> _What to work on_:
1) Translate this sentence from the passage on Kenya's basic income trial into Spanish: "The social safety net is limited, and people go hungry even in good times."
2) Alter the passage on Kenya's basic income trial by writing out the part that opens with the words "In early 2020, the" and closes with "also a co-author.", putting "strict lockdowns" in place of "harsh lockdowns".
3) According to the passage on Kenya's basic income trial, what percentage of households in the control group reported experiencing hunger in the last 30 days?

Several years ago, researchers in Kenya decided to study the effects of a universal basic income (UBI) trial on people’s well-being.
Some 6,000 recipients in a 12-year trial beginning around 2017 received 75 cents a day — not much, but enough, their research found, for people to be less food-insecure and more likely to start a business. Others received payments for just two years (that ended in December 2019), and still others received a lump sum payment.
In early 2020, the coronavirus hit. In response, governments like Kenya’s imposed harsh lockdowns that sought to prevent the virus’s spread, but that also had devastating impacts on the economy.
That prompted researchers to ask: How does receiving a UBI (or having received a UBI up until recently) affect how communities are hit by a serious economic setback like this one? The researchers decided to check back in on the households in their UBI trial. This week, Nobel Prize-winning MIT economist Abhijit Banerjee, GiveDirectly’s Michael Faye, University of California San Diego’s Paul Niehaus, and MIT’s Tavneet Suri released a working paper — meaning it has not yet undergone peer review — on what they found. The late Princeton economist Alan Krueger was also a co-author.
Mostly, they found encouraging news: Even a very small UBI can really help with a deeply difficult situation. The lockdown in Kenya to reduce the spread of the coronavirus was hard on rural communities like those in the UBI study, which were already quite poor. The social safety net is limited, and people go hungry even in good times. When people earned less money, they were more likely to have to give up necessities. Food insecurity was widespread — 68 percent of households in the control group reported experiencing hunger in the last 30 days.

Records drawn from a dataset:
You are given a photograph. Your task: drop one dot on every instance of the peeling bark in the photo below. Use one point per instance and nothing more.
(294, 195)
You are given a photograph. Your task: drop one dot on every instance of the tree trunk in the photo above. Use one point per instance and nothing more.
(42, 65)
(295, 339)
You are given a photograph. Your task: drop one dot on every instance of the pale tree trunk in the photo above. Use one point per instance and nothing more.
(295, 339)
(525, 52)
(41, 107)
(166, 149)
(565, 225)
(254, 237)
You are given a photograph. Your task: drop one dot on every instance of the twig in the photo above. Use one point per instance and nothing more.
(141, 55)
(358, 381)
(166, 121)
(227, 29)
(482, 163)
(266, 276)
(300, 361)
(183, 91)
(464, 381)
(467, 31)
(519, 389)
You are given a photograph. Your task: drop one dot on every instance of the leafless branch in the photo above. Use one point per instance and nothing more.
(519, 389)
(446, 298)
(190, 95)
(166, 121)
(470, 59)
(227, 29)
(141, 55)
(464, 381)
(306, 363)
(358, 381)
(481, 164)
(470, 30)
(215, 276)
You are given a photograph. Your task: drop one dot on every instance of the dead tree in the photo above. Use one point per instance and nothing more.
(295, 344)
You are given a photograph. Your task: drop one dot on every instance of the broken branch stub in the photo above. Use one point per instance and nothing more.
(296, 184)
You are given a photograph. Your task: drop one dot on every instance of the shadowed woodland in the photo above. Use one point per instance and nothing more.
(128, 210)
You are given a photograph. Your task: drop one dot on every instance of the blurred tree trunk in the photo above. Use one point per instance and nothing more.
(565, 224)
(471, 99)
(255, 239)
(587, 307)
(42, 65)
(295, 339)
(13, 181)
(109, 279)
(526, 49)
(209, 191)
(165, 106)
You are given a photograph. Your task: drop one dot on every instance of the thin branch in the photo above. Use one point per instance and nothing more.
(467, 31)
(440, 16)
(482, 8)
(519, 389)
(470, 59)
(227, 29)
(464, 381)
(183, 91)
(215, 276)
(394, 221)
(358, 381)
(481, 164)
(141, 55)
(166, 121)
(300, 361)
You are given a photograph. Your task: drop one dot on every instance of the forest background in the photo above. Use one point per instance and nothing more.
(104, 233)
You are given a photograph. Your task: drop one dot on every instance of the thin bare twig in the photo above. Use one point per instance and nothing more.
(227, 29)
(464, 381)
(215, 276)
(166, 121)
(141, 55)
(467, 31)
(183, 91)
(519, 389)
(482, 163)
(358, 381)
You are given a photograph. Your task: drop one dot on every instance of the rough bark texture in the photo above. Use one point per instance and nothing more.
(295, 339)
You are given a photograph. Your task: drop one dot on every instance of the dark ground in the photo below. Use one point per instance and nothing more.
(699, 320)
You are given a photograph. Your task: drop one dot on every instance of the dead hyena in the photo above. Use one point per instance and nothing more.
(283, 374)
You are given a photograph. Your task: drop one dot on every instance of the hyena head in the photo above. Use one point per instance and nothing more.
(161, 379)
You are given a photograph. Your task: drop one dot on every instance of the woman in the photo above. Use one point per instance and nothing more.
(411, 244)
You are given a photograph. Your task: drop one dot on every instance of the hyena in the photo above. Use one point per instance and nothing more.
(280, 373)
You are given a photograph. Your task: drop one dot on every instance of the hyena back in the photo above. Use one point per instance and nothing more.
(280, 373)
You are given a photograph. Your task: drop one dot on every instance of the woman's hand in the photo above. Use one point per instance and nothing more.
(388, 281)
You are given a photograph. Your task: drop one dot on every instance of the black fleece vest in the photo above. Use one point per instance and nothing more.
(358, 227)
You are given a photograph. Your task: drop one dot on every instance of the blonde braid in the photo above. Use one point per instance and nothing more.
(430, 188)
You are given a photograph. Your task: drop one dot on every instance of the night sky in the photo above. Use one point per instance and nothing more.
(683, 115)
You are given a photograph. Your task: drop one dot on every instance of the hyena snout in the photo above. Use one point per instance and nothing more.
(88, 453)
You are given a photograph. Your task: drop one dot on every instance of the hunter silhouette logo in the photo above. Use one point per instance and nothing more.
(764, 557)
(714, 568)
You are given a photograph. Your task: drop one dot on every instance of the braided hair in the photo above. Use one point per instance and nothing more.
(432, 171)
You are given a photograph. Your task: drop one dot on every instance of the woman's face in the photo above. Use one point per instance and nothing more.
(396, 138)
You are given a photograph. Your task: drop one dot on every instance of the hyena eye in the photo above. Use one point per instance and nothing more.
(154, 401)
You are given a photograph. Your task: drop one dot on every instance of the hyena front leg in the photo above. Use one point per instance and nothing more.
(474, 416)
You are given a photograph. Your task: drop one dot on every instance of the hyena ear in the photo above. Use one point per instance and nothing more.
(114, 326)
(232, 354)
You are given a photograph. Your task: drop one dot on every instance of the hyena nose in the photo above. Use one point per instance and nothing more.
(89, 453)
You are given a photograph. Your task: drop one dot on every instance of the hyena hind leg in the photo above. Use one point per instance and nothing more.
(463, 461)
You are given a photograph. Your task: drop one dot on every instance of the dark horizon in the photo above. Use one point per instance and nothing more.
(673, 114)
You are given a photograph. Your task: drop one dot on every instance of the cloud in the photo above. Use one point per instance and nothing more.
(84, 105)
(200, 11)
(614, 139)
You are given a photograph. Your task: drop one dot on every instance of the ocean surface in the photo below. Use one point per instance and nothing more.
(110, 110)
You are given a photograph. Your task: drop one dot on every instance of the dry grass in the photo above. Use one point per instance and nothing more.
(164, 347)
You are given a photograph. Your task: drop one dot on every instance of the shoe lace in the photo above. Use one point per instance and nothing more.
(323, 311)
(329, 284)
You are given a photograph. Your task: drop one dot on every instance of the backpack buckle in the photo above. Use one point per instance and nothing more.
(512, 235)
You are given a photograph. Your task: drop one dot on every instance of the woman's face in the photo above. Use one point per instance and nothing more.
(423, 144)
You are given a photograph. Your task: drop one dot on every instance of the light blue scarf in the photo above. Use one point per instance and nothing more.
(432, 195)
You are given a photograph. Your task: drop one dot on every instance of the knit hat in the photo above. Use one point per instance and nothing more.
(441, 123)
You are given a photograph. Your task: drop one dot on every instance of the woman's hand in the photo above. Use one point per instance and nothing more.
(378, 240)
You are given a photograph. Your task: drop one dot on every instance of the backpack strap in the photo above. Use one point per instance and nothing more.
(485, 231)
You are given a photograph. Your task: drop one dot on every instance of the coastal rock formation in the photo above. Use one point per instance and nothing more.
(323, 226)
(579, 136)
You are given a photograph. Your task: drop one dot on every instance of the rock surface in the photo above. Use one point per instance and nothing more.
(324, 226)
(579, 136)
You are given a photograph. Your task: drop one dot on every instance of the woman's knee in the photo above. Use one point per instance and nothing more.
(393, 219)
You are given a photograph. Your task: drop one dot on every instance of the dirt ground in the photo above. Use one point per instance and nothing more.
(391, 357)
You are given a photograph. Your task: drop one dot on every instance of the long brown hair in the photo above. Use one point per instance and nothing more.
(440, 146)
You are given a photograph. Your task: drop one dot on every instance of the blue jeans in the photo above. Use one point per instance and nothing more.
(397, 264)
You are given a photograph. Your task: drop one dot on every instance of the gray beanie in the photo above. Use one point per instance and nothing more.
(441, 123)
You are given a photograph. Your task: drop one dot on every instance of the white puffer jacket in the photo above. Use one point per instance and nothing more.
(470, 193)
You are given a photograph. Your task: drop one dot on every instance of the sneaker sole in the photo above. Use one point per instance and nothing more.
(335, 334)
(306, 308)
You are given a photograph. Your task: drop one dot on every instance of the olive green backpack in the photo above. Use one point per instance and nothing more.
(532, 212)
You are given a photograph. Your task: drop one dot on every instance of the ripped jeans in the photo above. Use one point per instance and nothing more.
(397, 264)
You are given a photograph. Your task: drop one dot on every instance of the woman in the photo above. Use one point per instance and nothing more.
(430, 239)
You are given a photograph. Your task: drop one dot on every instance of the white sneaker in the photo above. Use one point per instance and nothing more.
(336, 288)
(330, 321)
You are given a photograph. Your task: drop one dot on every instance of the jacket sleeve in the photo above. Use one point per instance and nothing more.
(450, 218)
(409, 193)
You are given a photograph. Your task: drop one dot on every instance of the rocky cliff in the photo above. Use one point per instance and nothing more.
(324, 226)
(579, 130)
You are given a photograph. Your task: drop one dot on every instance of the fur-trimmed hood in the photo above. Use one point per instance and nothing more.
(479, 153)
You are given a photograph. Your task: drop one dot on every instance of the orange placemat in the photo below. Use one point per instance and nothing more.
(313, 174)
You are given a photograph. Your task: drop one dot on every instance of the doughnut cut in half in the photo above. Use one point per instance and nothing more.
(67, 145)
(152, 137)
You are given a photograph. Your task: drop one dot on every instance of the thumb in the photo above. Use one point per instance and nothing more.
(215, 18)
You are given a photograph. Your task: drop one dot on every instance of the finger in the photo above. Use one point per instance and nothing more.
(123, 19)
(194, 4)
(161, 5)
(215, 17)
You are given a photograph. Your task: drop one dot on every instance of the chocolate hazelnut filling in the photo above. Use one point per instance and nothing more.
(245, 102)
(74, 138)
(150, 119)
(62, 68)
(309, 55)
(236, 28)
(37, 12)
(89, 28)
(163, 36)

> _Replies_:
1) La red de seguridad social es limitada y la gente pasa hambre incluso en los buenos tiempos.

2)
In early 2020, the coronavirus hit. In response, governments like Kenya’s imposed strict lockdowns that sought to prevent the virus’s spread, but that also had devastating impacts on the economy.
That prompted researchers to ask: How does receiving a UBI (or having received a UBI up until recently) affect how communities are hit by a serious economic setback like this one? The researchers decided to check back in on the households in their UBI trial. This week, Nobel Prize-winning MIT economist Abhijit Banerjee, GiveDirectly’s Michael Faye, University of California San Diego’s Paul Niehaus, and MIT’s Tavneet Suri released a working paper — meaning it has not yet undergone peer review — on what they found. The late Princeton economist Alan Krueger was also a co-author.

3) 68 percent